**TASK DIRECTIONS:** Copy the lines below, from the one containing "Where can you see the curved" through the last line, leaving out the pictures.

start SUPPLIED MATERIAL

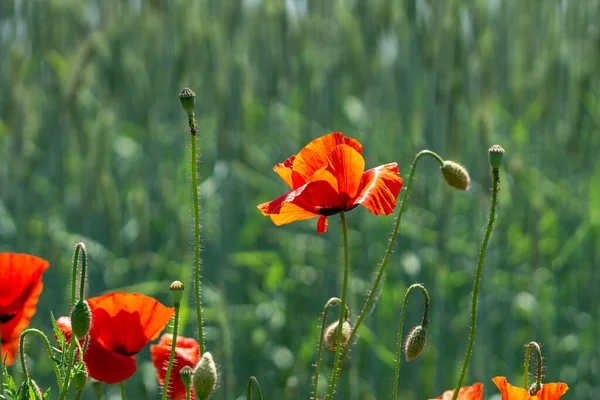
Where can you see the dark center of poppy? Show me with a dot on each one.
(329, 210)
(4, 318)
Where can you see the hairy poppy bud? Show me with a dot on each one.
(29, 390)
(496, 153)
(80, 378)
(415, 342)
(188, 101)
(176, 289)
(186, 375)
(81, 318)
(331, 335)
(205, 376)
(456, 175)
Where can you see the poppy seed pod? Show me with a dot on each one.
(205, 376)
(176, 289)
(456, 175)
(496, 153)
(330, 335)
(415, 342)
(81, 319)
(188, 101)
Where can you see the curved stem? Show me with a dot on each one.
(424, 322)
(332, 301)
(253, 383)
(538, 377)
(476, 283)
(48, 350)
(336, 363)
(388, 253)
(172, 356)
(192, 125)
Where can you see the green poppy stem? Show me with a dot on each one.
(538, 351)
(173, 347)
(477, 281)
(332, 301)
(424, 322)
(336, 363)
(253, 385)
(48, 350)
(374, 288)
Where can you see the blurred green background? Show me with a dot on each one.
(93, 147)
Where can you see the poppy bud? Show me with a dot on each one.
(176, 289)
(331, 335)
(415, 342)
(456, 175)
(187, 98)
(205, 376)
(186, 375)
(29, 390)
(496, 153)
(80, 378)
(81, 318)
(534, 388)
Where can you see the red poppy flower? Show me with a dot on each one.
(473, 392)
(328, 176)
(122, 324)
(20, 288)
(187, 353)
(549, 391)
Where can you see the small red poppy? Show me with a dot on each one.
(473, 392)
(328, 176)
(20, 288)
(122, 324)
(187, 353)
(549, 391)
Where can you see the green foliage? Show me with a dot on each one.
(93, 147)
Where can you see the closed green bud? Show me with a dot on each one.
(188, 101)
(186, 375)
(330, 336)
(205, 377)
(415, 342)
(81, 319)
(496, 153)
(456, 175)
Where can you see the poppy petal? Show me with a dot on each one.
(314, 155)
(552, 391)
(126, 322)
(473, 392)
(187, 353)
(346, 166)
(379, 189)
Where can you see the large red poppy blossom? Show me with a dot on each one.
(473, 392)
(187, 353)
(122, 324)
(328, 176)
(549, 391)
(20, 288)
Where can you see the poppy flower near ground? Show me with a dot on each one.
(20, 288)
(549, 391)
(328, 176)
(187, 353)
(122, 324)
(473, 392)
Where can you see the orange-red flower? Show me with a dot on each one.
(20, 288)
(328, 176)
(122, 324)
(473, 392)
(187, 353)
(549, 391)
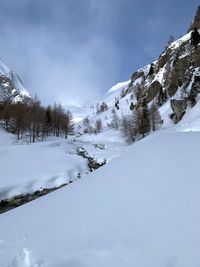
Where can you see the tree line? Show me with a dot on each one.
(31, 118)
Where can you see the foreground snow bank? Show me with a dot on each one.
(141, 209)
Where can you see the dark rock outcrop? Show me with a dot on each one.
(178, 107)
(196, 21)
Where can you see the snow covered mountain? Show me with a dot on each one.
(11, 86)
(172, 82)
(142, 208)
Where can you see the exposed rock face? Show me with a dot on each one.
(178, 107)
(135, 76)
(153, 91)
(196, 22)
(195, 89)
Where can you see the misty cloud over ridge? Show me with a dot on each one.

end SUPPLIED MATERIAL

**THE RESPONSE:**
Where can you see the curved stem? Show me with a dot on each one.
(424, 322)
(332, 301)
(253, 383)
(538, 377)
(476, 283)
(48, 350)
(336, 363)
(388, 253)
(172, 356)
(192, 125)
Where can you see the green poppy stem? Show me with a dot on each one.
(538, 351)
(173, 347)
(477, 281)
(332, 301)
(424, 322)
(336, 363)
(253, 385)
(48, 350)
(374, 288)
Where can you see the blurred green background? Show me with a dot on each one.
(93, 147)
Where can you see the poppy bud? Show me with a dot on each one.
(176, 289)
(331, 335)
(415, 342)
(456, 175)
(187, 98)
(205, 376)
(186, 375)
(29, 390)
(496, 153)
(80, 378)
(81, 318)
(534, 388)
Where can you see the red poppy flower? Show me with a dot on each one.
(473, 392)
(328, 176)
(122, 324)
(20, 288)
(187, 353)
(549, 391)
Where can you see the small red poppy? Show me with a dot on each one.
(473, 392)
(328, 176)
(20, 288)
(122, 324)
(187, 353)
(549, 391)
Where can you see the green foliage? Show me with a dot on each one.
(93, 147)
Where can you see the closed green bud? Show me with a dot on each one.
(188, 101)
(186, 375)
(330, 336)
(205, 377)
(415, 342)
(81, 319)
(496, 153)
(456, 175)
Where can you see the poppy petal? Show me with a dot on each one.
(314, 155)
(552, 391)
(126, 322)
(473, 392)
(187, 353)
(346, 166)
(379, 189)
Where can you see the large red poppy blossom? Show me with a dot on each one.
(473, 392)
(187, 353)
(122, 324)
(328, 176)
(549, 391)
(20, 288)
Where can you see the poppy flower near ground? Show me with a dot on each one.
(20, 288)
(549, 391)
(328, 176)
(187, 353)
(122, 324)
(473, 392)
Where can you see the orange-red flower? Show me with a dot on each one.
(20, 288)
(328, 176)
(122, 324)
(473, 392)
(187, 353)
(549, 391)
Where can you see the tree line? Show me with a dot on each one.
(31, 118)
Where can you see the foreground snow bank? Show me with a dot on each one.
(141, 209)
Where can you see the dark rock outcrop? Show me with a dot on each one.
(178, 107)
(196, 21)
Where can you see the snow covered mountain? Show me with a dot on each one.
(11, 86)
(172, 82)
(142, 208)
Where can you see the exposed rock face? Show me with a dot on each one.
(178, 107)
(135, 76)
(153, 91)
(196, 22)
(195, 89)
Where can you see the misty cloud over ridge? Show me with a dot on each one.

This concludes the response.